SHORT EXERCISE
Rewrite all the lines of the records below with every pixel coordinate in the answers multiplied by 1.35 and rounded to a whole number, halves rounded up, and every other number left as it is. Leave the pictures out.

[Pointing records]
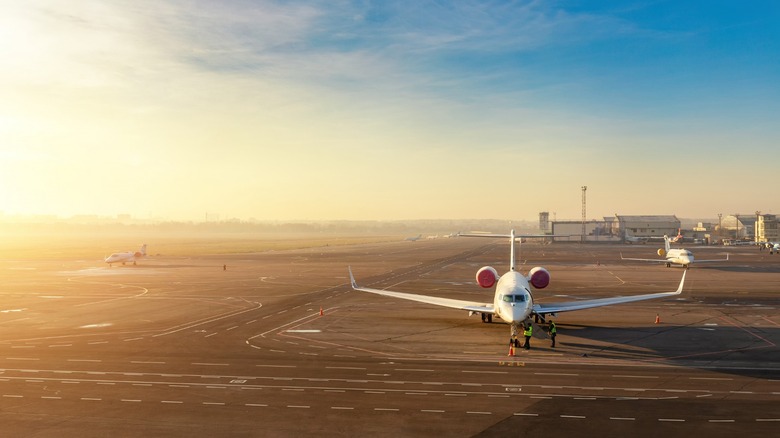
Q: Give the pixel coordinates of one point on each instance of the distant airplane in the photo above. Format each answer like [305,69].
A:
[773,247]
[674,256]
[513,300]
[125,257]
[634,239]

ANSWER TO THE PROBLEM
Q: Give the pixel coordinates of one point on each instance of the distant airplane in the photo above. Format each answer like [305,69].
A:
[1044,333]
[910,346]
[693,405]
[169,347]
[856,323]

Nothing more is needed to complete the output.